**YOUR INSTRUCTIONS:** Copy exactly the lines from the "Where can the ceiling fan light" line to the end, both included, and nothing else.

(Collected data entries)

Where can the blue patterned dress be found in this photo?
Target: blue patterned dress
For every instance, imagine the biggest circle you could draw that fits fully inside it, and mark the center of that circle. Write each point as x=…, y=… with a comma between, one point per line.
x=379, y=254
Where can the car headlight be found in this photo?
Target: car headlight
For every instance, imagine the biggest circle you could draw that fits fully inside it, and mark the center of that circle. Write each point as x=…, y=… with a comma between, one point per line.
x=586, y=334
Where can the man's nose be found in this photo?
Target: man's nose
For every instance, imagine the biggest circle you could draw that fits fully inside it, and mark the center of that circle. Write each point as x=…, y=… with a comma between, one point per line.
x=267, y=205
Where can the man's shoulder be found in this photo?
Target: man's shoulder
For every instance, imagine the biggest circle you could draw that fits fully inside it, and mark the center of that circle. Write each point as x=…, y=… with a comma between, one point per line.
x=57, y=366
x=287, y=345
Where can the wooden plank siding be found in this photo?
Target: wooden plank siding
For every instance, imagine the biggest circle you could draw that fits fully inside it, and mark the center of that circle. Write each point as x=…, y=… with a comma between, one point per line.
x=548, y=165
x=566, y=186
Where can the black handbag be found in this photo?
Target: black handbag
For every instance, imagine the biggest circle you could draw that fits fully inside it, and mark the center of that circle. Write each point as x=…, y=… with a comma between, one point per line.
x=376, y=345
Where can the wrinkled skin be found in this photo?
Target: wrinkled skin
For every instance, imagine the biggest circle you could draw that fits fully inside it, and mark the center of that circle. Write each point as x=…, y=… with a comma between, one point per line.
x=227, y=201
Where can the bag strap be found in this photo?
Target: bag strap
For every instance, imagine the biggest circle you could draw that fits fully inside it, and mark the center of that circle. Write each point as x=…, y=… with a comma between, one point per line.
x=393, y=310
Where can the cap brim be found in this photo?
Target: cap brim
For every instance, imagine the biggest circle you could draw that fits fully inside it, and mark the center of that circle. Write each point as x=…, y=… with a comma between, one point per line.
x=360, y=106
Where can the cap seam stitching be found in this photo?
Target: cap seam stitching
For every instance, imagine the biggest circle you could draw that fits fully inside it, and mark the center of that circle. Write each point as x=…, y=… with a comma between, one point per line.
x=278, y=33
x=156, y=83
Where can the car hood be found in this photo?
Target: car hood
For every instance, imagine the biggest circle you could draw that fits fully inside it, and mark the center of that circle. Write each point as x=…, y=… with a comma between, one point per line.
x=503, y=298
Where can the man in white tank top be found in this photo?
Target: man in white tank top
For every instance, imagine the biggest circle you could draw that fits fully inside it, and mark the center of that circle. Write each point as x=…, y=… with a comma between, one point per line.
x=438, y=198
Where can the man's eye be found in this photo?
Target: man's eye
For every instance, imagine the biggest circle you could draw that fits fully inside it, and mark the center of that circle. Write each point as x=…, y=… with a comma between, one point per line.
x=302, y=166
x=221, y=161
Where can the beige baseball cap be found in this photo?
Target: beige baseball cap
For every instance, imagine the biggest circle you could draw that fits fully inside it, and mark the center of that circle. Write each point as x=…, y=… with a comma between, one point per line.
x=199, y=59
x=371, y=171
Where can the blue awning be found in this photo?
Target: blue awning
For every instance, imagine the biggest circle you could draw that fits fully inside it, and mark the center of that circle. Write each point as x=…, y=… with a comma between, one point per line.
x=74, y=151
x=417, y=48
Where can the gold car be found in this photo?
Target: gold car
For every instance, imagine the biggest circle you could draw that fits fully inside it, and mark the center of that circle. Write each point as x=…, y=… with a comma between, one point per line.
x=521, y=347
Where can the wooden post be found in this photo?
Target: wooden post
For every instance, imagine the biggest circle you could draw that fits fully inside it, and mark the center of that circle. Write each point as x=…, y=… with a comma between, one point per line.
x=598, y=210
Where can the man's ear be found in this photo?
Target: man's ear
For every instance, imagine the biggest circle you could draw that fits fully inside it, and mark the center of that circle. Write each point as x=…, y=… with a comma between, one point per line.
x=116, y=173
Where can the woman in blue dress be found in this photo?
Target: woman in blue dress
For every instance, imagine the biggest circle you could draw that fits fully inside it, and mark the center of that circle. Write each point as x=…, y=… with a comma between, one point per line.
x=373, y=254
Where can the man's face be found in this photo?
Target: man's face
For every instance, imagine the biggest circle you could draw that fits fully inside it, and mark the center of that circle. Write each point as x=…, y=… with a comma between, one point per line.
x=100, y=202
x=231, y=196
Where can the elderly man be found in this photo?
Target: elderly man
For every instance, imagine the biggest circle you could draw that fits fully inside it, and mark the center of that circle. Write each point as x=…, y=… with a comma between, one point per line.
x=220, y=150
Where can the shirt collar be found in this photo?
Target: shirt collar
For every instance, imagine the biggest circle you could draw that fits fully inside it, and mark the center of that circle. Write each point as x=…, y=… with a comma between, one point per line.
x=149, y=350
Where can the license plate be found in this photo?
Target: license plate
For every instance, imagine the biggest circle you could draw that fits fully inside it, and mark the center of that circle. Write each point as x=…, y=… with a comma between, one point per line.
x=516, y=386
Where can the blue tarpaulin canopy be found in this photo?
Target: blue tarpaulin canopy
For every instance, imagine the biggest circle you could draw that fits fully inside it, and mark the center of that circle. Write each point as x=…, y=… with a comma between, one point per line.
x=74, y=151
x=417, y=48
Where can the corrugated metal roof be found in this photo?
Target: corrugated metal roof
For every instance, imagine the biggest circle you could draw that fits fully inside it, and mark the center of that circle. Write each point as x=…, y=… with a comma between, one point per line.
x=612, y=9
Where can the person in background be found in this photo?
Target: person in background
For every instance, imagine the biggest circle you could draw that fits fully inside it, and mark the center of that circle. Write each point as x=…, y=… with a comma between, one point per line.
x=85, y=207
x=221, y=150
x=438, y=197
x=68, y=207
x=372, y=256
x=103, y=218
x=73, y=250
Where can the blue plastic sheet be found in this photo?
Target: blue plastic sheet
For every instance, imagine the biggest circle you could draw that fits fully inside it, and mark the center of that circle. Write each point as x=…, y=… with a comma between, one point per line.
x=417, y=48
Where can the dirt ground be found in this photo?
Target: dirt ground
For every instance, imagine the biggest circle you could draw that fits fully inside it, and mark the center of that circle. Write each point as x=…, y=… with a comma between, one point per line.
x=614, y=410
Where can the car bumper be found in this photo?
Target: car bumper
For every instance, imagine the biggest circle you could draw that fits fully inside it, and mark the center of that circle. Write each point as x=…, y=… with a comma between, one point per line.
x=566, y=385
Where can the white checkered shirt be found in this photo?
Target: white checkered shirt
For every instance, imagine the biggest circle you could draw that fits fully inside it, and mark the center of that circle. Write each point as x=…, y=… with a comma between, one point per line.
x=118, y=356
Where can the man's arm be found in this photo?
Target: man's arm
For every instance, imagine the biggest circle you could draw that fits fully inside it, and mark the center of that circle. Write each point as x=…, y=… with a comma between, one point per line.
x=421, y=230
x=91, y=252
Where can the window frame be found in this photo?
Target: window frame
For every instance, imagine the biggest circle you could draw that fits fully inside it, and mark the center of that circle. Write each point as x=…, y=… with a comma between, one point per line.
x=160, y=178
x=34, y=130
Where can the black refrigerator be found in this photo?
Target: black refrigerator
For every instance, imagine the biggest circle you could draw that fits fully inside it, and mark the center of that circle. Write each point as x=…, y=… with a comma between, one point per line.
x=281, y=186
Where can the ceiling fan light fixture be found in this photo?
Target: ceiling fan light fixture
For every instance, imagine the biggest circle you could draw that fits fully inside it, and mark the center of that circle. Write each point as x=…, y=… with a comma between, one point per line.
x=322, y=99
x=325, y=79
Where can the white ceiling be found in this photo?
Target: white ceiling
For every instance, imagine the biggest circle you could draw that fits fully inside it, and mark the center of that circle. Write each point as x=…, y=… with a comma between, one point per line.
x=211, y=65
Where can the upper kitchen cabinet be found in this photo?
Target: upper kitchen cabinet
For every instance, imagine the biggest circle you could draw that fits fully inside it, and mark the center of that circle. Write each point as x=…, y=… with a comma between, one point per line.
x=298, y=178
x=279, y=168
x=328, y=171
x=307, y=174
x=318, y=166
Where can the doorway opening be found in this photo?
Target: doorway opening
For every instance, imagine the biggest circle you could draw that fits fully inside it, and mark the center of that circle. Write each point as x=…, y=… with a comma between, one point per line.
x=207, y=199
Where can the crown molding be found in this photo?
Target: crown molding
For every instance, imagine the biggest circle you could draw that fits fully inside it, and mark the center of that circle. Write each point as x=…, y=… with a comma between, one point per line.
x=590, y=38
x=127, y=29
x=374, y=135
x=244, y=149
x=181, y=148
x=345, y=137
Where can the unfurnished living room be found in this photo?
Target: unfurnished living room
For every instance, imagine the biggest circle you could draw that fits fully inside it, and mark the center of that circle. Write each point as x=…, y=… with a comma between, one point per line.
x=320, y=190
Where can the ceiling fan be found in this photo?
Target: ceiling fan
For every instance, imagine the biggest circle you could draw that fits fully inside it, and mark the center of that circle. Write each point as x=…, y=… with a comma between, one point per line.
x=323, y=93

**CORRECT ANSWER:**
Where can the ceiling fan light fixture be found in this photo?
Target: ceiling fan light fixture
For every instance, imagine the biggest circle you could draw that fits fully inside it, and mark the center of that circle. Write each point as x=…, y=… with a comma between, one point per line.
x=322, y=99
x=325, y=79
Where can the white ceiling be found in this photo?
Target: white ceiling
For every instance, imagine the biggest circle you could draw that fits fully inside it, and mark the center of that circle. Write each point as x=…, y=… with a comma between, one point per line.
x=211, y=65
Where can the upper kitchen cabinet be found in this photo?
Target: upper kitchen cabinet
For every instance, imagine the biggest circle you could draw that fits fully inside it, and mark the center of that circle. Write each point as x=…, y=… with a comma between, one point per line.
x=298, y=178
x=279, y=168
x=328, y=171
x=307, y=174
x=318, y=166
Where can the doorway opening be found in this photo?
Target: doorway opening
For every instance, imagine the biggest circle you could draw that fits fully inside it, and mark the center of that circle. Write each point as x=…, y=… with a comma between, one point per line.
x=207, y=199
Where can the crown molding be found in this photo?
Target: crown molding
For every instance, imagine the biggest circle you could draw that fits fully inside it, and mark the center of that circle. Write each point as x=…, y=… with a comma between, one point per line.
x=590, y=38
x=127, y=29
x=374, y=135
x=244, y=149
x=181, y=148
x=345, y=137
Where can the unfurnished living room be found in this photo?
Target: unfurnished living room
For every instance, imagine the biggest circle you could draw that fits fully inside it, and mark the center of that circle. Write each point as x=…, y=… with a comma between, one point per line.
x=320, y=190
Where can the ceiling fan be found in this photo?
Target: ceiling fan
For every instance, imagine the biggest circle you could draw that fits fully inside it, and mark the center of that circle. Write each point as x=…, y=… with a comma between, one point per line.
x=323, y=93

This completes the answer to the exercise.